### Instruction
Write out every line of the items below word for word, leaving out the pictures.

### Available data
--------
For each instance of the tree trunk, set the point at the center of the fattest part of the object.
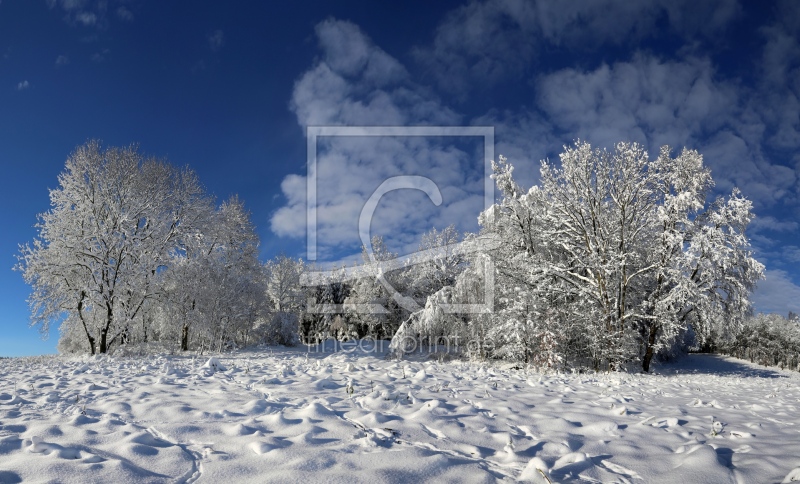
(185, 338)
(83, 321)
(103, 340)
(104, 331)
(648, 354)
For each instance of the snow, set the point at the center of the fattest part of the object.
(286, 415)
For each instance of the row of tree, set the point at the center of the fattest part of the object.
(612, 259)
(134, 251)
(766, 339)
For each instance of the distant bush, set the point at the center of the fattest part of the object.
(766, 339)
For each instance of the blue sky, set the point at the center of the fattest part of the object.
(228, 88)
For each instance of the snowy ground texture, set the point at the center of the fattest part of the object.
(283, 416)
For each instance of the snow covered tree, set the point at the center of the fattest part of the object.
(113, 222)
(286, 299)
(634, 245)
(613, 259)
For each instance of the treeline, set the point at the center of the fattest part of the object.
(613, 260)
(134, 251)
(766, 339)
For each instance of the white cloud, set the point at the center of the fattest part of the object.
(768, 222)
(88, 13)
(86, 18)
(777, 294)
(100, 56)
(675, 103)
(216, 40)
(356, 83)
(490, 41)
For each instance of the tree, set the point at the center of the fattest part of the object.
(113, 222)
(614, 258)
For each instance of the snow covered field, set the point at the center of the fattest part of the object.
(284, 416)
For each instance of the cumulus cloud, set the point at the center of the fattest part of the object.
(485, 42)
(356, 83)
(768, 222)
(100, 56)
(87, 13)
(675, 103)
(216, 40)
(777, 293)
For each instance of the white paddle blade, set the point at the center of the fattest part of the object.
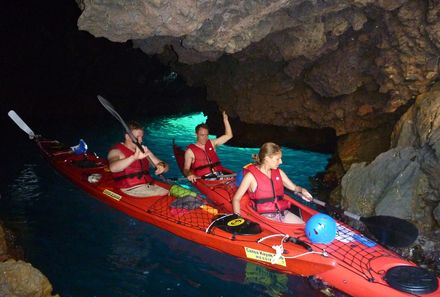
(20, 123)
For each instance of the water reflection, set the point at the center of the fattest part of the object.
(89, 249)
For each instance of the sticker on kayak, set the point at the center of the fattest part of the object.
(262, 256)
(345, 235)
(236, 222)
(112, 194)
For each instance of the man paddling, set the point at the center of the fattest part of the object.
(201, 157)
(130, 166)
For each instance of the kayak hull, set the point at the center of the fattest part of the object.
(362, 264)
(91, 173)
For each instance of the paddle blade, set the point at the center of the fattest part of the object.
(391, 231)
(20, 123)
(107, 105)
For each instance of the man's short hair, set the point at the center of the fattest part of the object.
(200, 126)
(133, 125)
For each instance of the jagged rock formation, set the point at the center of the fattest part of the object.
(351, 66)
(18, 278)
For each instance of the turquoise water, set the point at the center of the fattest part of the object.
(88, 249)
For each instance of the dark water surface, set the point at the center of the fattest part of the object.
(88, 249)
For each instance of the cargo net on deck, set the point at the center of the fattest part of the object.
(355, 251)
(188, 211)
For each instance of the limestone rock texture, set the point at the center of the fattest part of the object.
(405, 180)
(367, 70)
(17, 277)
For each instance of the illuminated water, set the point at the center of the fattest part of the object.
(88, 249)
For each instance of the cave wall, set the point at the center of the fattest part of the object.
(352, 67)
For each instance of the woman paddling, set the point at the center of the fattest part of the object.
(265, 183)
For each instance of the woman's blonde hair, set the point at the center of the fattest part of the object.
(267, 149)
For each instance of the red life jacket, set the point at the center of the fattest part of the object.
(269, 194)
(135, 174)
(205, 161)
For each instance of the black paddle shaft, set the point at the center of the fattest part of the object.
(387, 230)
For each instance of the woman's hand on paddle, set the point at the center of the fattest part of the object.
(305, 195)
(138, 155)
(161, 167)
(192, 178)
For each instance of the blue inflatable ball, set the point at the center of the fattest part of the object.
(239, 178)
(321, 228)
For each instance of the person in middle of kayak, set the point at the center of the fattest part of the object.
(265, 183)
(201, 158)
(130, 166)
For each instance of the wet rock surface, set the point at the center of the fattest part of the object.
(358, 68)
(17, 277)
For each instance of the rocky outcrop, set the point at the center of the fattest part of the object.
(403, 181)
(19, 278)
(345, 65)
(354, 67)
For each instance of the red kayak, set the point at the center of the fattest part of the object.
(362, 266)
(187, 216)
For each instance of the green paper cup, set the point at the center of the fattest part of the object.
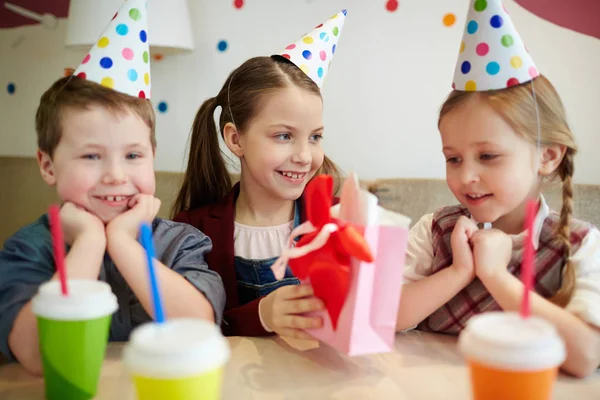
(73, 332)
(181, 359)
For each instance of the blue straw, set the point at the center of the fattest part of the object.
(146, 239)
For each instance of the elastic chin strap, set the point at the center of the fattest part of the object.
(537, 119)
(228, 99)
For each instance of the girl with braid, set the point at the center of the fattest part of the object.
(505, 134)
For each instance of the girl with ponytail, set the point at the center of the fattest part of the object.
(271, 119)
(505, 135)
--------
### Expected answer
For each instance of the tree trunk, set the point at the center of the fattest part of the object.
(185, 338)
(83, 321)
(103, 340)
(104, 331)
(648, 354)
For each instance of the snow, set the point at the center of the fattest part of the object.
(286, 415)
For each instance of the row of tree, set the point at the center of the fattest part of the object.
(612, 259)
(134, 251)
(766, 339)
For each instance of the distant bush, set the point at the center of the fattest part of the object.
(766, 339)
For each instance of the blue sky, set the point at the center of the fattest part of the object.
(228, 88)
For each instance of the snowy ground texture, set the point at the center of the fattest part of the object.
(283, 416)
For each instance of the snow covered tree, set the point at the center of the fattest part of the object.
(113, 222)
(286, 299)
(634, 245)
(613, 259)
For each instance of the treeline, set the point at the center of the fattest part of the object.
(613, 260)
(134, 251)
(766, 339)
For each instance of the white cloud, set the point at the center of the fattest part of the object.
(768, 222)
(88, 13)
(86, 18)
(777, 294)
(100, 56)
(675, 103)
(216, 40)
(356, 83)
(490, 41)
For each instance of the tree, set the point at the center of the fattest part of the object.
(113, 222)
(614, 258)
For each instance of the snow covered field, set the point at the center of the fattest part of the object.
(284, 416)
For each instance of the cumulus cloud, set the point at the center of the fattest part of the object.
(485, 42)
(356, 83)
(768, 222)
(100, 56)
(87, 13)
(675, 103)
(216, 40)
(777, 293)
For each instance of the white paddle blade, set the point at the center of the fattest part of the object.
(20, 123)
For each instance of the water reflection, set the point at the center of the fattest part of the object.
(89, 249)
For each instance of the sticker on kayak, set the point at the center of the fattest part of the object.
(262, 256)
(345, 235)
(236, 222)
(112, 194)
For each instance of the man paddling, set the point at the center of the fattest part of the object.
(201, 157)
(130, 166)
For each instance of the kayak hull, set the point at the center of the fattest part of the object.
(362, 264)
(91, 173)
For each instance of the paddle blade, set the point at the center of the fattest part of the object.
(391, 231)
(20, 123)
(107, 105)
For each instance of the man's short hair, set the point at the center of the fattest part of the object.
(200, 126)
(133, 125)
For each instance of the jagged rock formation, set the point at the center of the fattest part of the object.
(351, 66)
(18, 278)
For each instance of the turquoise water, set the point at the center of the fattest part of the object.
(88, 249)
For each instance of the dark water surface, set the point at the center of the fattest part of the object.
(88, 249)
For each instance of the cargo net on deck, set the point at the center of the fattest part of the object.
(355, 251)
(188, 211)
For each instance of the limestone rock texture, set the point at the center of the fattest part of the object.
(405, 180)
(367, 70)
(17, 277)
For each instance of the illuminated water, set the point at the center of the fattest part of the object.
(88, 249)
For each instance of the cave wall, set the point at the center of the fattest part of the object.
(352, 67)
For each instance of the woman paddling, set the point at the center of the fattest part of the object.
(265, 183)
For each instance of the woman's blonde hair, set the point at the center of the fattest part of the object.
(267, 149)
For each instance of the red life jacket, set the point at the center of the fattest part of the object.
(269, 194)
(135, 174)
(205, 161)
For each instance of the black paddle shaft, set the point at the center of the fattest part of the object.
(387, 230)
For each instance of the woman's hand on paddle, set the point at the center of the fattest part of the object.
(305, 195)
(138, 155)
(161, 167)
(192, 178)
For each instance of the blue inflatable ball, set the point at the center of the fattest part of the object.
(239, 178)
(321, 228)
For each instance of the person in middle of kayak, set the point at the center of the fattest part of the object.
(265, 183)
(201, 158)
(130, 166)
For each instance of the wet rock surface, set the point at the center of the fattest part of the object.
(358, 68)
(17, 277)
For each instance of the rocky outcrop, set the point at the center of the fattest part of the object.
(403, 181)
(19, 278)
(345, 65)
(354, 67)
For each instance of the red kayak, set the point at the center of the fattest part of the object.
(362, 266)
(187, 216)
For each instance of the green paper cup, set the point at the center of the fattest part of the object.
(73, 332)
(181, 359)
For each instance of the blue straw, set the point at the center of the fattest part of the object.
(146, 239)
For each instance of the elastic chin strap, set the point at the center of the fattest part of the object.
(537, 119)
(228, 99)
For each instance of the girl with braid, set the point at the center of the fattest part of the object.
(505, 134)
For each instance of the girl with ponytail, set the point at the center of the fattest part of the object.
(271, 119)
(505, 135)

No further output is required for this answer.